━━━━━ Document extract

‘A Gateway to Self-Discovery’: An Interview with Elegance Bratton

Editor’s note: In honor of LGBTQ History Month, this week we’re revisiting pieces published on Black queer history, thought, and/or culture. Today we turn to Keelyn Bradley’s interview with filmmaker Elegance Bratton from our forum commemorating the 30th anniversary of Marlon Riggs’s film, Tongues Untied. 

Keelyn Bradley: Your film work has been contrasted with Jenni Livingston’s Paris Is Burning and praised for its ability to do what many critics have accused Livingston’s anthropological approach for failing: authentically framing the subjects of documentary narrating their own stories free from an exploitative colonizing gaze. In Pier Kids: The Life, you tell your story through the Black gay and transgender youth in the film. Marlon Riggs uses this technique similarly to full effect for the first time in Tongues Untied and later in Black Is…Black Ain’t. How has Tongues, if at all, influenced your own work?

Elegance Bratton: Marlon Riggs is a life influence for me. When I set out to make Pier Kids, I didn’t know how to make a film but knew I had something about my life and the life conditions of other queer Black folks who experience family rejection. I was deep in my course work as an African American Studies and Anthropology double major at Columbia. My education impacted the process in that I knew that I needed to make a film that is rebellion to any notion of a cinema that presents Black queer people as anything other than the masters of their own fate even in the face of pervasive systemic oppression.

As my course work delved into representations of the other on screen, I was awed when my professor Marcellus Blount showed us Tongues Untied for the first time. It showed me that the call and response form that had so captured my imagination in literature and song was achievable on screen. From there, I used Tongues as a map both during production and post production. Instead of a film, I determined to make a Black Queer mixtape. Instead of a filmmaker, I thought of myself as a rapper who used a camera instead of a microphone.

Marlon and specifically Tongues Untied gave me a blueprint for Pier Kids to mine my own experience as a Black person to craft a language outside of white supremacy by using the tools of Black cultural production, both witnessed during my lifetime and before my time. Tongues Untied also made me feel good to watch because the film creates a Black gay community on screen and seeing that gave me something to look for in the real world. I hope that when people see Pier Kids they get a similar feeling. My film collapses the western notion of documentary objectivity in order to make each person who watches the film a Pier Kid. The viewer is asked to walk in the shoes of homeless queer youth, and any notion of morality is framed from the specificity of their experience — the same way that anyone who watches Tongues is a Black gay man who gets to be a part of a brotherhood within the Black gay community.

Bradley: While Tongues is groundbreaking, in many ways, for its aesthetic form — disrupting the typical narrative conventions of documentary subjectivity with the use of first-person mythopoetic voice that is both self-reflective and communal — it often seems to perform a certain kind of Black masculinity that might marginalize or alienate Black transgender and gender non-conforming queers. There are those beautiful scenes with transgender/gender non-conforming figures featured along with Billie Holiday’s Lover Man and Nina Simone’s Black Is The Color Of My True Love’s Hair, and those conversations at the diner about masculinity. But, the subjects do not seem to speak fully for themselves. Do you think these images hold up now that we have a more informed vocabulary and grammar to discuss gender queer identities?

━━━━━━━━━━
━━━━━ Information shown

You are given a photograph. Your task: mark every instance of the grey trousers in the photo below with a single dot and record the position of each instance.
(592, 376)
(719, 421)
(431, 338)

━━━━━━━━━━

_Set tasks_
1. List every film named in the interview with Elegance Bratton above.
2. Repeat the passage of the interview with Elegance Bratton from "Keelyn Bradley: Your" up to and including "your own work?".

_Per-task answers_
1.
- Paris Is Burning
- Pier Kids: The Life
- Tongues Untied
- Black Is…Black Ain't

2.
Keelyn Bradley: Your film work has been contrasted with Jenni Livingston’s Paris Is Burning and praised for its ability to do what many critics have accused Livingston’s anthropological approach for failing: authentically framing the subjects of documentary narrating their own stories free from an exploitative colonizing gaze. In Pier Kids: The Life, you tell your story through the Black gay and transgender youth in the film. Marlon Riggs uses this technique similarly to full effect for the first time in Tongues Untied and later in Black Is…Black Ain’t. How has Tongues, if at all, influenced your own work?